# REQUIRED ACTIONS
A - Decide whether each statement agrees with the passage on genetic terminology. Answer yes or no for each and quote the words of the passage that decide it. (i) The reply defines a mutation as a change to DNA. (ii) According to the reply, genome-wide association studies use the word "mutation." (iii) The reply gives "beneficial allele" as the term for a positive DNA variant.
B - Transcribe the stretch of the passage on genetic terminology from "As soon as a" through "use it myself).", keeping every word and punctuation mark unchanged.

I must apologize and withdraw my challenge.
Polymorphisms (genetic variation) associated with disease
are termed mutations.
Natural DNA variation is termed a "genetic polymorphism."
There is no language for "positive genetic mutations" likely because no clear examples exist.
There can be no "Positive Mutations" by definition.
So to ask for such is not a fair request.
I could change the challenge to ask for "Positive DNA Variants" but since variation is a positive aspect itself, that would serve no purpose.
I'm afraid you and your source are both pretty confused about the terminology here. "Polymorphism" means a genetic variant, sometimes with the restriction that it occur above some frequency in the population, sometimes without that restriction.(*) Whether a variant is termed a mutation or not has nothing to do with whether it's associated with disease (look, for example, at any of the many genome-wide association studies that have been performed in the last few years -- they may use "variant" or they may use "polymorphism", but they don't use "mutation"). A mutation is a change to DNA; all the mutations we're talking about here are germ-line mutations, that is, mutations that are passed down to descendants.
As soon as a mutation has occurred, what you have is a new genetic variant. If you're interested in the fact that it is a change compared to some previous state, you might keep referring to it as a mutation in later generations, but that's kind of sloppy terminology (even though I use it myself).
The term for "positive mutation" is "beneficial mutation", and the term for "positive DNA variant" is "beneficial allele". A beneficial mutation, by definition, produces a beneficial allele.

# DATA SHOWN
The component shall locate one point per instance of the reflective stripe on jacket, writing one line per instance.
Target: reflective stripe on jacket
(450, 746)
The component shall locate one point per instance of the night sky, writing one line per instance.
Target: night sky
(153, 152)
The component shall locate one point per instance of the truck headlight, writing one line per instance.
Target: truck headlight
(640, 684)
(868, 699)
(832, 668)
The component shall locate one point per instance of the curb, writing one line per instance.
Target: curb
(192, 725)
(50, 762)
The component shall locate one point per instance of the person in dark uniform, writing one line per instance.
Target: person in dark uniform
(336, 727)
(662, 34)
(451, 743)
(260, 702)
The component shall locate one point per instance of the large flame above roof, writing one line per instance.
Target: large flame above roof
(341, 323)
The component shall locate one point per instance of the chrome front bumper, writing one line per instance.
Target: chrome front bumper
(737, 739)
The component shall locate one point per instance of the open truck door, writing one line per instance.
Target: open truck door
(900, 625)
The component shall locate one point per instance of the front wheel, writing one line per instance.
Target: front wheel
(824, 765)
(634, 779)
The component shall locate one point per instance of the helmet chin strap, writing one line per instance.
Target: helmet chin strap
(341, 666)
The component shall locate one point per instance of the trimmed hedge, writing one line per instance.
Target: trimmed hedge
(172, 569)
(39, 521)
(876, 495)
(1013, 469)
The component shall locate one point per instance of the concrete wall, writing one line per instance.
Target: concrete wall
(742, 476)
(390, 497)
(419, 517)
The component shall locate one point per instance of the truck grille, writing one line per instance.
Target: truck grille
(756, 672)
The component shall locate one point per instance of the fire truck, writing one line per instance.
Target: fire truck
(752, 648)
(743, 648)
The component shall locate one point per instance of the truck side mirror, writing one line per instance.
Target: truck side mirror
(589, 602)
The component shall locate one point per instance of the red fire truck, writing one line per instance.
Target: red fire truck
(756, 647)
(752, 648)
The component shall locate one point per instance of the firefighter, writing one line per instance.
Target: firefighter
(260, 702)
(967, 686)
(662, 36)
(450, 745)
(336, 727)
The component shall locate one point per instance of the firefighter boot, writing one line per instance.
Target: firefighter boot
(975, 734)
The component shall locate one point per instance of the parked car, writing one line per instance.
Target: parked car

---

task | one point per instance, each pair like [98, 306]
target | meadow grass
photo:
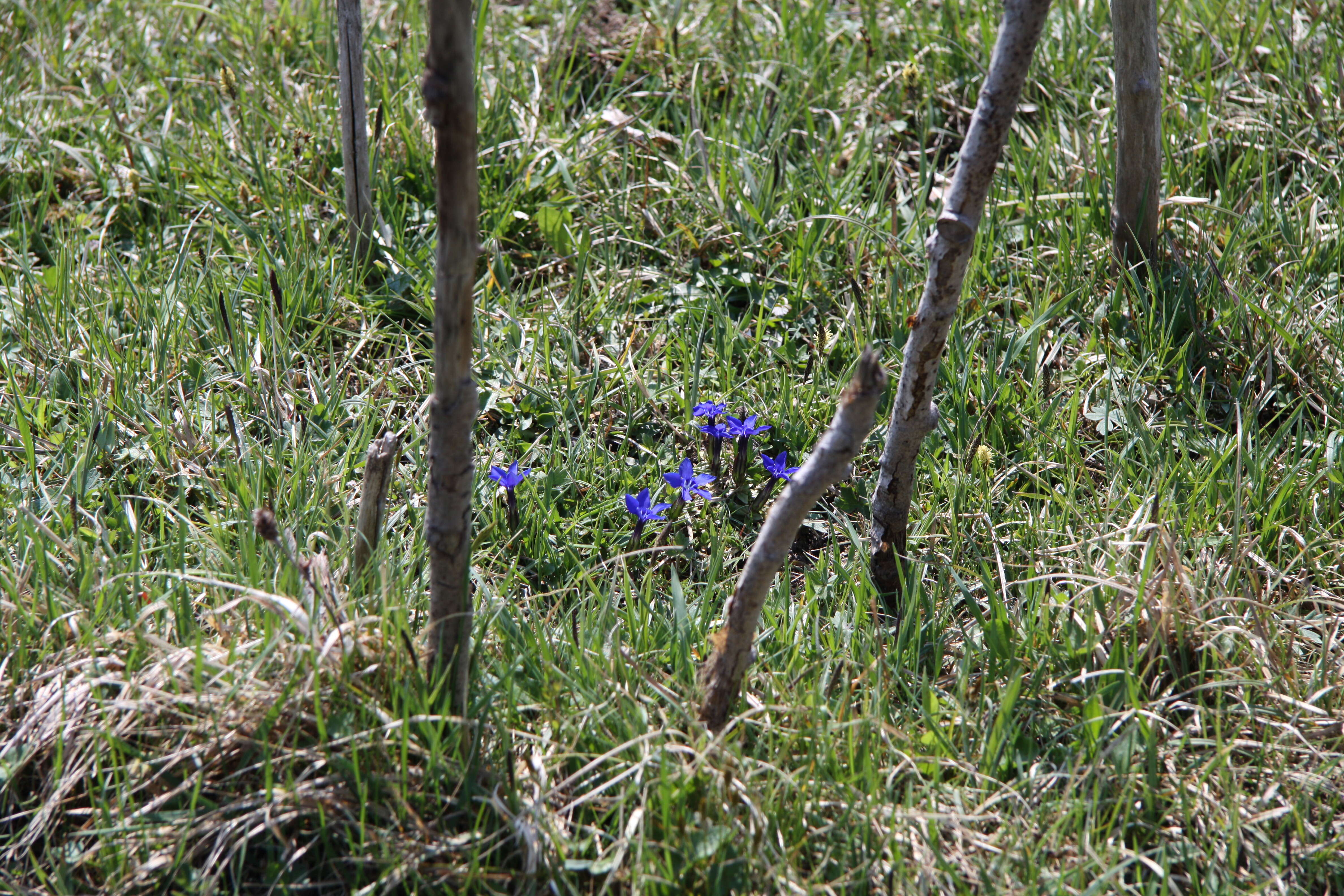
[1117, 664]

* * *

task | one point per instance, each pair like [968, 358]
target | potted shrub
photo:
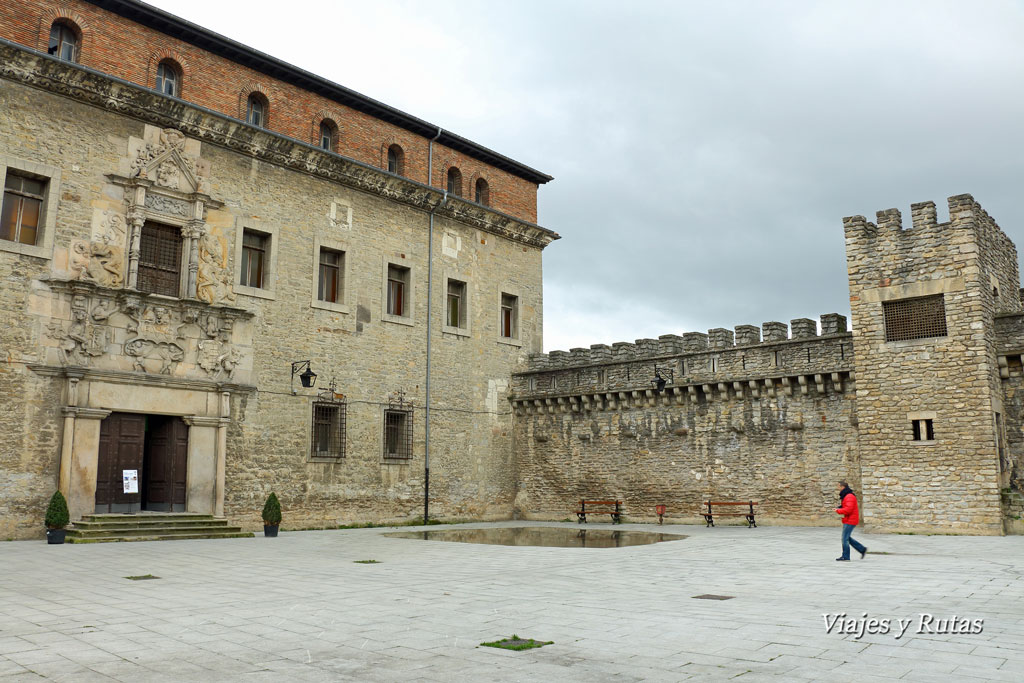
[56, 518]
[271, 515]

# RESPONSES BY ITEM NUMBER
A -
(i) Yes: "A mutation is a change to DNA"
(ii) No: "they may use "variant" or they may use "polymorphism", but they don't use "mutation""
(iii) Yes: "the term for "positive DNA variant" is "beneficial allele""

B -
As soon as a mutation has occurred, what you have is a new genetic variant. If you're interested in the fact that it is a change compared to some previous state, you might keep referring to it as a mutation in later generations, but that's kind of sloppy terminology (even though I use it myself).